**REQUEST 1:**
Do the following statements agree with the passage on normalizing flows? For each, answer yes or no and quote the deciding words.
(a) VAEs approximate the data likelihood by maximizing an evidence lower bound.
(b) Unlike VAEs, normalizing flows do not rely on simple base distributions.
(c) The first one-dimensional example uses a sigmoid-based transformation.
**REQUEST 2:** Using the passage on normalizing flows, please explain in one to three sentences why normalizing flows construct f as a composition of many simple, easily invertible transformations.
**REQUEST 3:** In the passage on normalizing flows, what base distribution is the tanh transformation applied to in the one-dimensional example?

13.2 VAEs vs. Normalizing Flows

VAEs approximate the data likelihood by maximizing an evidence lower bound, balancing a reconstruction term with a KL regularizer on the latent posterior. Normalizing flows instead learn an exactly normalizable density by composing invertible transformations that map a simple base distribution to the target data distribution using the change-of-variables formula.

The key trade-off is between tractable posterior inference (VAE) and exact likelihood modeling with potentially sharper samples (flow). Both rely on simple base distributions, but flows must ensure every transformation remains invertible with a tractable Jacobian determinant.

13.3 Key Idea: The Change-of-Variables Formula

Suppose we want to transform a simple base random variable \(z\) with known density \(p_Z(z)\) into a new variable \(x = f(z)\). If \(f\) is invertible and differentiable, then the density of \(x\) is given by the Change-of-Variables formula:

\[ p_X(x) = p_Z(f^{-1}(x)) \left\lvert \det \frac{\partial f^{-1}(x)}{\partial x} \right\rvert = p_Z(z) \left\lvert \det \frac{\partial f(z)}{\partial z} \right\rvert^{-1}. \]

This formula is for a single function \(f\). In Normalizing Flows, the idea is to instead construct \(f\) as a composition of many simple, easily invertible transformations, each of which can be computed using the Change-of-Variables formula above. If we can do this, then computing the log-density reduces to summing the log-determinants of the Jacobians of those transformations. Let’s ground this idea in an accessible one-dimensional example before moving to higher dimensions.

Specifically, we will consider first a simple tanh-based transformation, which is both invertible and differentiable. The forward function \(f\) and its inverse \(f^{-1}\) are given by: \[ f(z) = \tanh(z) = \frac{e^{z} - e^{-z}}{e^{z} + e^{-z}}, \quad f^{-1}(x) = \tanh^{-1}(x) = \frac{1}{2} \ln\left(\frac{1+x}{1-x}\right). \]

Let’s see what this transformation does to a simple base distribution, such as a standard normal.

# 1D change-of-variables example with a tanh transform
num_samples = 10_000
base_normal = Normal(loc=torch.tensor(0.0, device=device), scale=torch.tensor(1.0, device=device))

**DATASET EXCERPT:**
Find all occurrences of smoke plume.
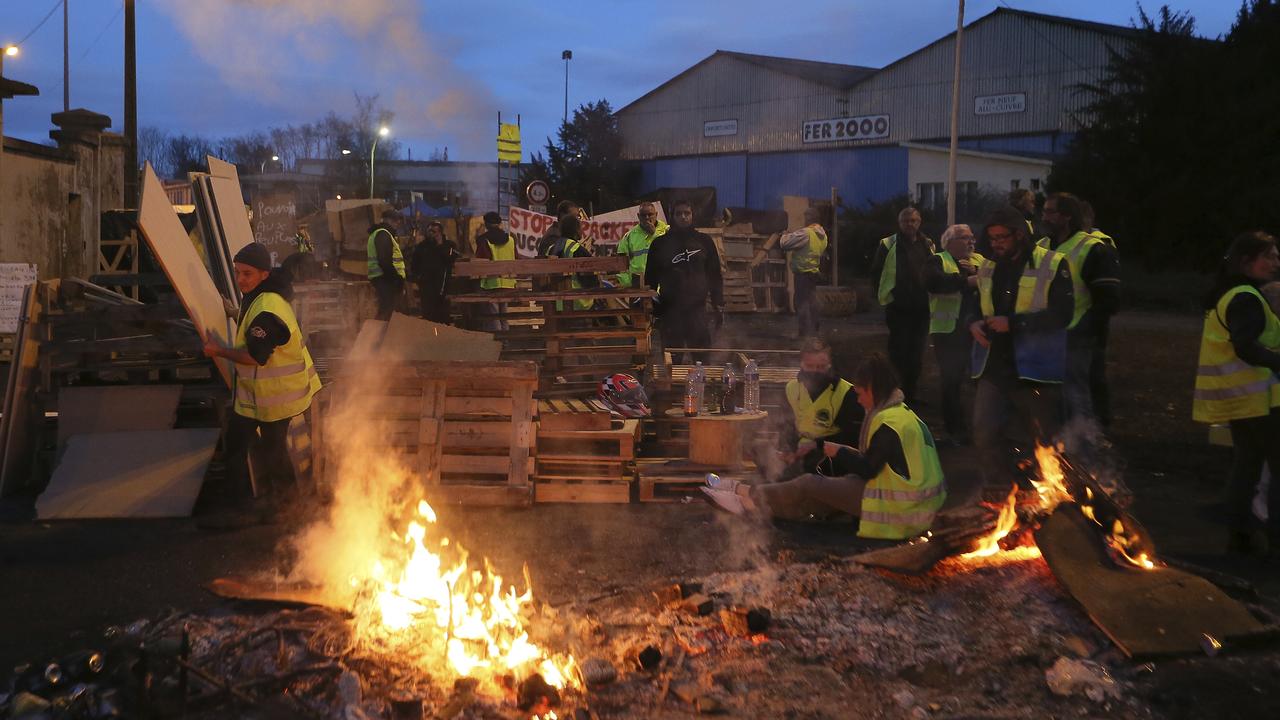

**COMPLETE ANSWER 1:**
(a) Yes: "VAEs approximate the data likelihood by maximizing an evidence lower bound"
(b) No: "Both rely on simple base distributions"
(c) No: "we will consider first a simple tanh-based transformation"

**COMPLETE ANSWER 2:** Each simple, easily invertible transformation can be computed with the change-of-variables formula. When f is built this way, computing the log-density reduces to summing the log-determinants of the Jacobians of those transformations.

**COMPLETE ANSWER 3:** A standard normal distribution.